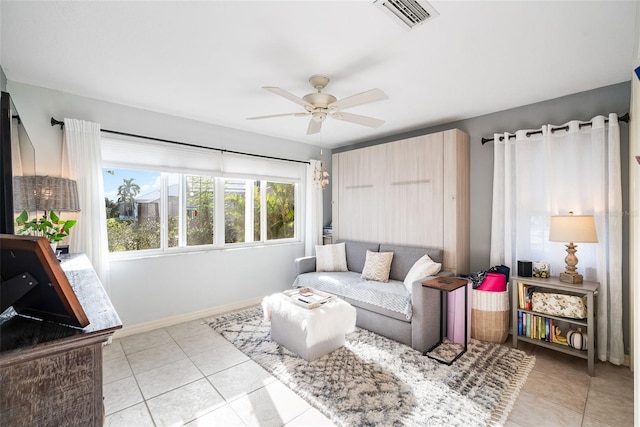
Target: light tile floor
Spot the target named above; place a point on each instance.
(188, 374)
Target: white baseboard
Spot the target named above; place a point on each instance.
(174, 320)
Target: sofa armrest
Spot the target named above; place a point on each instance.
(305, 264)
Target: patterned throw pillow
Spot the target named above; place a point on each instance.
(377, 266)
(331, 257)
(422, 268)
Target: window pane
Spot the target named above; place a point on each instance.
(199, 210)
(234, 210)
(132, 202)
(174, 182)
(280, 210)
(257, 203)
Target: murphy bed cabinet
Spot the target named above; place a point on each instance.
(554, 285)
(413, 191)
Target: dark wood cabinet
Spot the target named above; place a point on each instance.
(51, 374)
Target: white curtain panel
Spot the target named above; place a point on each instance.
(82, 161)
(313, 219)
(551, 173)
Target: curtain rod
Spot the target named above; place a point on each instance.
(55, 122)
(624, 118)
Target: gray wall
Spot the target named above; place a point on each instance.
(3, 80)
(580, 106)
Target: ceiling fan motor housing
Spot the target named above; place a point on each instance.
(319, 100)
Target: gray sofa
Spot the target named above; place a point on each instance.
(388, 309)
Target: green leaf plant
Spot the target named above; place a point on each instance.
(48, 225)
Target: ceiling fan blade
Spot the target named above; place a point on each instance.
(358, 119)
(314, 126)
(278, 115)
(372, 95)
(288, 95)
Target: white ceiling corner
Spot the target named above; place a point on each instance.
(207, 60)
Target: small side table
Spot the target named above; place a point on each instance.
(448, 284)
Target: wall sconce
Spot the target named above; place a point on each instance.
(572, 228)
(320, 175)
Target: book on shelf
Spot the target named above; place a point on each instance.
(525, 293)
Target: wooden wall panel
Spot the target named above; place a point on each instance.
(413, 198)
(413, 191)
(456, 201)
(361, 193)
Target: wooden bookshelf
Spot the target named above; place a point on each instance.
(554, 285)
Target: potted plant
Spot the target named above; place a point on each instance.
(48, 225)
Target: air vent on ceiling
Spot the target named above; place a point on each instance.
(408, 13)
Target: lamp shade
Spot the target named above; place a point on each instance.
(45, 193)
(573, 228)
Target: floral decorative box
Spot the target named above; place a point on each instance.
(573, 306)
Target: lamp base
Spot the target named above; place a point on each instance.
(574, 279)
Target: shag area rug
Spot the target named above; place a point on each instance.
(373, 380)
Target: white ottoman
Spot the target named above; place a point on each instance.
(309, 333)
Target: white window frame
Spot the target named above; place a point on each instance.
(219, 214)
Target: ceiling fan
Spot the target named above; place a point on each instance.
(321, 105)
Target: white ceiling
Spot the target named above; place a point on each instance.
(208, 60)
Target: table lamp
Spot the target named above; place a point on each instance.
(573, 229)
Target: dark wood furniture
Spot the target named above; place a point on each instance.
(446, 285)
(50, 373)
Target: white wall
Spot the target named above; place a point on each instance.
(148, 290)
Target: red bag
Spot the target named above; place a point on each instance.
(494, 282)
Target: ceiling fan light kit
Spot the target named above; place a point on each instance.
(321, 105)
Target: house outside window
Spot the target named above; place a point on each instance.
(158, 211)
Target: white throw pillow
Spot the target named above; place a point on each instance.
(377, 266)
(424, 267)
(331, 257)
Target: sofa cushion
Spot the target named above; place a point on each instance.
(392, 296)
(405, 256)
(356, 253)
(424, 267)
(377, 266)
(331, 257)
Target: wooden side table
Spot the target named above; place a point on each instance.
(448, 284)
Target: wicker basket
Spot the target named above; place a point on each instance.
(490, 316)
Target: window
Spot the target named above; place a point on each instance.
(280, 203)
(138, 203)
(133, 211)
(164, 197)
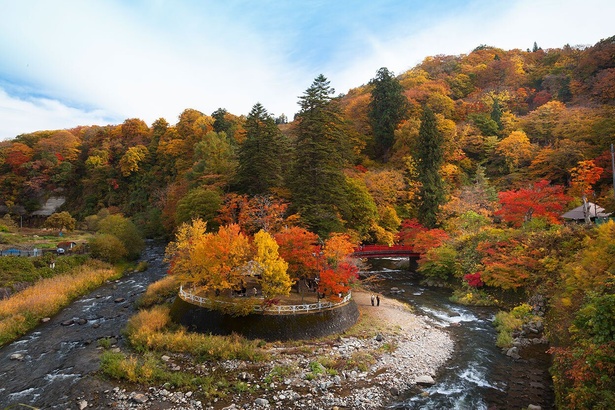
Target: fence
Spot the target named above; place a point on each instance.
(21, 252)
(272, 310)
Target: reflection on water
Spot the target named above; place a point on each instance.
(467, 381)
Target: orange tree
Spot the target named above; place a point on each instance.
(212, 261)
(541, 199)
(338, 272)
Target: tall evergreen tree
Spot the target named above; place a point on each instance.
(429, 159)
(388, 106)
(496, 113)
(260, 155)
(318, 184)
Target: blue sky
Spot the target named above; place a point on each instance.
(65, 63)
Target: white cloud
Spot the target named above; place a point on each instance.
(18, 116)
(154, 59)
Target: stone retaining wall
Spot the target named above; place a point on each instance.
(266, 327)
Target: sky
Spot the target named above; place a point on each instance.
(65, 63)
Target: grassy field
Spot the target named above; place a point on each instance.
(27, 238)
(23, 311)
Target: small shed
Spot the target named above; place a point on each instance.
(578, 214)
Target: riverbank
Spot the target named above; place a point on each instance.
(387, 353)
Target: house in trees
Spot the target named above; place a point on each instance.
(589, 210)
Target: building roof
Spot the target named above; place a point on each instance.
(52, 205)
(595, 211)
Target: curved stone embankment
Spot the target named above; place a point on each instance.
(267, 327)
(406, 351)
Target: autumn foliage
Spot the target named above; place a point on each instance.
(539, 200)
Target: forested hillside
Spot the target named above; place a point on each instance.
(470, 158)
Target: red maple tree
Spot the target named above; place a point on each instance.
(541, 199)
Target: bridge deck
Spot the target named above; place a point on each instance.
(379, 251)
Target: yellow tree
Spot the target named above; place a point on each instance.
(516, 150)
(129, 163)
(274, 276)
(584, 176)
(212, 261)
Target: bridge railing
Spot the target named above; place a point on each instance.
(190, 297)
(384, 248)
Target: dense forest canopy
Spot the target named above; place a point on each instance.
(522, 116)
(472, 159)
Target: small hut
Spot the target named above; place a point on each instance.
(591, 210)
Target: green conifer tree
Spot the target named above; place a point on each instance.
(388, 106)
(318, 184)
(429, 159)
(261, 154)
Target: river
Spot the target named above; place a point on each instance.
(60, 358)
(479, 375)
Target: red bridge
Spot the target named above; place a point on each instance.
(384, 251)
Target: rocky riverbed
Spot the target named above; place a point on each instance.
(405, 353)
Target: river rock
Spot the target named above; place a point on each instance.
(513, 352)
(244, 376)
(139, 398)
(17, 356)
(425, 380)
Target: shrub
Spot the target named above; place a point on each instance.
(508, 322)
(159, 291)
(149, 370)
(61, 220)
(126, 231)
(440, 263)
(146, 331)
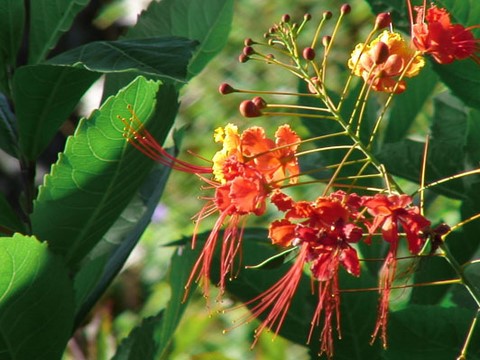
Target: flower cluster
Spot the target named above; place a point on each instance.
(251, 170)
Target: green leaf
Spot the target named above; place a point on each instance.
(449, 134)
(8, 218)
(408, 104)
(44, 96)
(111, 253)
(48, 21)
(207, 21)
(12, 13)
(152, 338)
(36, 301)
(8, 128)
(358, 310)
(98, 173)
(430, 333)
(159, 57)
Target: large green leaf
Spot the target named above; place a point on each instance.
(408, 105)
(152, 338)
(36, 301)
(48, 21)
(159, 57)
(44, 96)
(12, 13)
(430, 333)
(98, 173)
(8, 128)
(207, 21)
(108, 257)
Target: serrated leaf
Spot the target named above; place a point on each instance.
(207, 21)
(430, 333)
(48, 21)
(12, 13)
(36, 301)
(98, 173)
(108, 257)
(44, 96)
(8, 218)
(152, 338)
(158, 57)
(8, 128)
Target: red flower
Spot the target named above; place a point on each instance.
(434, 34)
(323, 230)
(389, 212)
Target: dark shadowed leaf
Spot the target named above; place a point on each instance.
(48, 21)
(99, 173)
(36, 301)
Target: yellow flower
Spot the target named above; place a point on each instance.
(384, 60)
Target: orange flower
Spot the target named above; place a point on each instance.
(384, 60)
(433, 33)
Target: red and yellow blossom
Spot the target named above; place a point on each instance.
(384, 61)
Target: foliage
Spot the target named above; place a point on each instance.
(350, 233)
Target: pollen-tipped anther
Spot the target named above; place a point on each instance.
(225, 89)
(259, 102)
(308, 53)
(383, 20)
(249, 109)
(248, 50)
(380, 53)
(248, 42)
(286, 18)
(345, 9)
(243, 58)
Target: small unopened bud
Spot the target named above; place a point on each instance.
(345, 9)
(248, 42)
(243, 58)
(308, 54)
(313, 83)
(326, 40)
(225, 89)
(259, 102)
(380, 53)
(383, 20)
(248, 50)
(249, 109)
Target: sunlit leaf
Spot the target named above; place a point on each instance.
(36, 301)
(99, 173)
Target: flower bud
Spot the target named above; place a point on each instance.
(225, 89)
(383, 20)
(249, 109)
(259, 102)
(380, 53)
(308, 54)
(345, 9)
(326, 40)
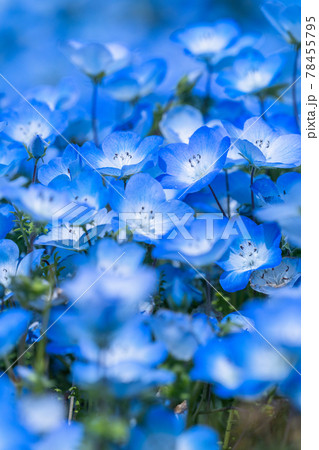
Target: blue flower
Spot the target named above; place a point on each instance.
(42, 202)
(63, 96)
(24, 123)
(135, 82)
(97, 60)
(128, 364)
(262, 146)
(6, 220)
(176, 283)
(76, 227)
(180, 122)
(206, 41)
(11, 265)
(10, 157)
(246, 254)
(162, 425)
(286, 274)
(36, 147)
(283, 205)
(123, 153)
(239, 364)
(145, 210)
(67, 165)
(250, 73)
(194, 166)
(285, 17)
(201, 243)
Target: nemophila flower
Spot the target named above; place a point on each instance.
(206, 41)
(36, 148)
(180, 122)
(128, 364)
(145, 210)
(136, 81)
(76, 227)
(181, 334)
(285, 275)
(88, 188)
(13, 324)
(177, 287)
(246, 254)
(10, 263)
(163, 426)
(263, 146)
(2, 126)
(239, 364)
(24, 123)
(63, 96)
(10, 158)
(6, 220)
(283, 206)
(67, 166)
(97, 60)
(123, 153)
(192, 167)
(285, 17)
(202, 242)
(250, 73)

....

What you need to do
After locating the line with "Target: dark wood furniture" in the material above, return it and each line after it exactly, ending at the line with "Target: sofa cushion".

Solved exercise
Target: dark wood furniture
Spot the target named above; place a point on each instance.
(446, 285)
(50, 373)
Target: white wall
Spot the target named above; place a point on each instance.
(148, 290)
Target: red bag
Spot the target named above; place a point on each instance.
(494, 282)
Target: ceiling fan light kit
Spot the target named above; place a point on each instance.
(321, 105)
Target: house outside window
Spot the target named above; place a point on each instance.
(158, 211)
Target: white throw pillow
Spot the target named above; place a point on each instance.
(377, 266)
(424, 267)
(331, 257)
Target: sofa cushion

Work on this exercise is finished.